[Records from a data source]
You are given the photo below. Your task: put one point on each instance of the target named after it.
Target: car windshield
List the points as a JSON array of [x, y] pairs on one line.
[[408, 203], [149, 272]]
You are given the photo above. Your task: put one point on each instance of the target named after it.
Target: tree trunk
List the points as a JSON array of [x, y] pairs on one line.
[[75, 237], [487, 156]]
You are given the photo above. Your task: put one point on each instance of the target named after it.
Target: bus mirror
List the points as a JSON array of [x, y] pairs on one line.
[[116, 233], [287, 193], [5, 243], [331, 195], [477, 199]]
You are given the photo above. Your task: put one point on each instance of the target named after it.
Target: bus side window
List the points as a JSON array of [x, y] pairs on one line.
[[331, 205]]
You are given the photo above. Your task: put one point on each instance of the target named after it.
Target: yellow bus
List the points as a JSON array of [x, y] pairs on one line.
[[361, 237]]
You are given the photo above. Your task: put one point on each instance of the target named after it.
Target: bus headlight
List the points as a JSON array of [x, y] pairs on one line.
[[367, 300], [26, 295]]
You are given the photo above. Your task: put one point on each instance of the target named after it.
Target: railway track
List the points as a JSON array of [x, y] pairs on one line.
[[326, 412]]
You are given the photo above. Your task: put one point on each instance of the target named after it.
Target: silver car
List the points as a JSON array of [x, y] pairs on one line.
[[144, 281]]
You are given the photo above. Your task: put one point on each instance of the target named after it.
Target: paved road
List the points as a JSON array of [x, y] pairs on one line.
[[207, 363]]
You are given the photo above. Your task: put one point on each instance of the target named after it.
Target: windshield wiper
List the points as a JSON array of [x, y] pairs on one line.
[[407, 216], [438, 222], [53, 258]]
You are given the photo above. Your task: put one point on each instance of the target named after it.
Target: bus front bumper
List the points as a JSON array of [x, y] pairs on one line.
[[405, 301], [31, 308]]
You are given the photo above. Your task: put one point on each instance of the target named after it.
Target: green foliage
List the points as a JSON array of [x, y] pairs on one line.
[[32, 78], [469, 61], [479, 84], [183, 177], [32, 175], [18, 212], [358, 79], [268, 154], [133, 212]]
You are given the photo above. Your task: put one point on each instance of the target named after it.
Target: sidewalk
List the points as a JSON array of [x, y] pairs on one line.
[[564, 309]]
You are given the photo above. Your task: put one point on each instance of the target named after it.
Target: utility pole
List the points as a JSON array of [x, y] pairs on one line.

> YOUR TASK:
Restate each entry exactly, skipping none.

> RESULT OF THIS TASK:
You are given the photo below. Your task: put one point on each instance of the target named after it.
Target: car windshield
List the points as a JSON array of [x, y] pairs on one line.
[[408, 203], [149, 272]]
You are given the photo above. Your task: put one point on each instance of the target named after it.
Target: tree trunk
List the points as a JSON array of [x, y] pairs on one line.
[[75, 237], [487, 156]]
You are given the photo above. Your task: put one point on each instance of the target named after it.
Target: bus mirror
List the points as a JSON array of [x, y] pairs on one line.
[[116, 233], [287, 193], [5, 243], [331, 195], [477, 199]]
You are given the photo above. Your task: put one point on each instance of the target named after it.
Target: bus side window
List the points as a JSON array of [x, y] pairs on one line.
[[331, 205]]
You are given the photo above. Your task: put one point on each instance of the target named after it.
Target: yellow bus
List the points as a JSON array of [x, y] pairs on one line.
[[361, 237]]
You are given the photo above. Your task: put one point on each instance of the target named after it.
Target: bus headlight
List the points as a JSON array of [x, y] pairs on one line.
[[367, 300], [26, 295]]
You are given the photo above. Your task: put one point on each instance of the target named after it.
Target: railway track
List the points as a JSON array of [x, y] pairs on one line.
[[326, 412]]
You are given the photo above. Your task: put one point on each instance of the target named after it.
Target: silver car
List the points as a JSON array of [x, y] pairs on one line.
[[144, 281]]
You are given the photo above. Your task: put one point on each instance of the target named after it.
Target: paved road
List the points as a JSON array of [x, y] pairs on one line.
[[207, 363]]
You are given the photo above. Your task: put one point on each instance of the target named after it.
Target: windshield wiper
List the points as a JSON array of [x, y] pairs on one line.
[[407, 216], [438, 222], [53, 258]]
You are given the photo above. Your task: put one point on each instance of the target named after it.
Target: bus front bumper
List the points as a JSON array of [x, y] pairs on one line.
[[405, 301], [31, 308]]
You are given the photo above. Your task: put one point on each instance of the target named after it.
Target: green foliage
List the points as a JSON array of [x, y] pairs on one line.
[[32, 78], [469, 61], [479, 84], [183, 177], [32, 175], [18, 212], [358, 79], [268, 154], [133, 212]]
You are given the photo above. Your task: put one point on each instance of the target named after it.
Target: sidewalk
List the points as a JSON array of [x, y] pairs on one line.
[[564, 309]]
You are given the photo above. Your task: put one point on each instance of the target named after it.
Target: utility pole
List the points as a JSON array of [x, y] pairs on one line.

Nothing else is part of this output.